• [What to produce]:
Duplicate the items from their start up to and including the line with "Textual query: gold ring", leaving the pictures out of your answer.

-- START OF Dataset records --

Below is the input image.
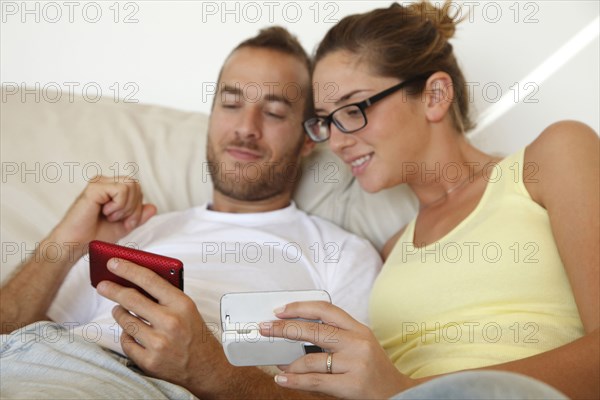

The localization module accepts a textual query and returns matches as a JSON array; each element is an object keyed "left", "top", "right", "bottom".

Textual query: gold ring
[{"left": 327, "top": 353, "right": 333, "bottom": 374}]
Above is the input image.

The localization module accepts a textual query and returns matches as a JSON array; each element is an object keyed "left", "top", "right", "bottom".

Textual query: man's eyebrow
[
  {"left": 265, "top": 93, "right": 292, "bottom": 107},
  {"left": 221, "top": 84, "right": 242, "bottom": 95}
]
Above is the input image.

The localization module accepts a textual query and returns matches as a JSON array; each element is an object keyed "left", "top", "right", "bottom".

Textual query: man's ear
[
  {"left": 300, "top": 135, "right": 316, "bottom": 157},
  {"left": 423, "top": 72, "right": 454, "bottom": 122}
]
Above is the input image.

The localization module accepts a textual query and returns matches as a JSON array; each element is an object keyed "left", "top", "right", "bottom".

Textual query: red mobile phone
[{"left": 89, "top": 240, "right": 183, "bottom": 300}]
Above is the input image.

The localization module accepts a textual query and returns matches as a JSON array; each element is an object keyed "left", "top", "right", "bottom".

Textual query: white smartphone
[{"left": 221, "top": 290, "right": 331, "bottom": 367}]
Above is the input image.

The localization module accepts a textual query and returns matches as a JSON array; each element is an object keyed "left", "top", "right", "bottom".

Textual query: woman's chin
[{"left": 356, "top": 177, "right": 385, "bottom": 193}]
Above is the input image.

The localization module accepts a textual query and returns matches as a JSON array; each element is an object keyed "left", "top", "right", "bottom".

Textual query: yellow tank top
[{"left": 370, "top": 149, "right": 584, "bottom": 378}]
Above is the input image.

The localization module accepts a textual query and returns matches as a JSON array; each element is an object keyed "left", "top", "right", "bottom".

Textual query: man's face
[{"left": 206, "top": 47, "right": 312, "bottom": 201}]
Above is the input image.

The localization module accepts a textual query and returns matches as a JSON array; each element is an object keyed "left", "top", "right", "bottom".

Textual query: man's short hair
[{"left": 218, "top": 26, "right": 315, "bottom": 119}]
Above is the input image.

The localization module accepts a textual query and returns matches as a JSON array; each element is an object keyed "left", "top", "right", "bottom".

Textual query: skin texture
[
  {"left": 262, "top": 51, "right": 600, "bottom": 398},
  {"left": 0, "top": 48, "right": 326, "bottom": 399}
]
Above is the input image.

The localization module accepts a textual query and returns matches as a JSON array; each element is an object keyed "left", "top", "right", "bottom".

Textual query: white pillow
[{"left": 0, "top": 90, "right": 416, "bottom": 279}]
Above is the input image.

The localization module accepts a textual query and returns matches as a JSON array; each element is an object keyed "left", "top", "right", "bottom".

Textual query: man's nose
[{"left": 236, "top": 107, "right": 262, "bottom": 139}]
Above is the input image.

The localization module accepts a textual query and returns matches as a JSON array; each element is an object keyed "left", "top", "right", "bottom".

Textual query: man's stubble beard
[{"left": 206, "top": 134, "right": 304, "bottom": 201}]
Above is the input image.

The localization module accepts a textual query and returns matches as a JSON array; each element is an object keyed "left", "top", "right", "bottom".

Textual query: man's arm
[
  {"left": 97, "top": 259, "right": 327, "bottom": 399},
  {"left": 0, "top": 177, "right": 156, "bottom": 333}
]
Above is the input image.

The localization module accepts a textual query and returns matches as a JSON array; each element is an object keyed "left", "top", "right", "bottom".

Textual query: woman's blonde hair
[{"left": 314, "top": 1, "right": 474, "bottom": 132}]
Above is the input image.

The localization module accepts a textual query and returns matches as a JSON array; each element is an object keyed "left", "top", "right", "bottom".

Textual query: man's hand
[
  {"left": 97, "top": 258, "right": 235, "bottom": 397},
  {"left": 51, "top": 176, "right": 156, "bottom": 258}
]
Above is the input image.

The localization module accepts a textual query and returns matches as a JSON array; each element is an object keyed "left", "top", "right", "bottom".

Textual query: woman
[{"left": 263, "top": 3, "right": 600, "bottom": 398}]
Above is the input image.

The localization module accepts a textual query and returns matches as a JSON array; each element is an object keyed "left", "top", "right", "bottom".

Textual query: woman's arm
[{"left": 262, "top": 122, "right": 600, "bottom": 399}]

-- END OF Dataset records --

• [Response for this exercise]:
Below is the input image.

The localization module accepts a textual query and returns matches as a JSON array; each element is an object keyed "left", "top", "right", "bottom".

Textual query: gold ring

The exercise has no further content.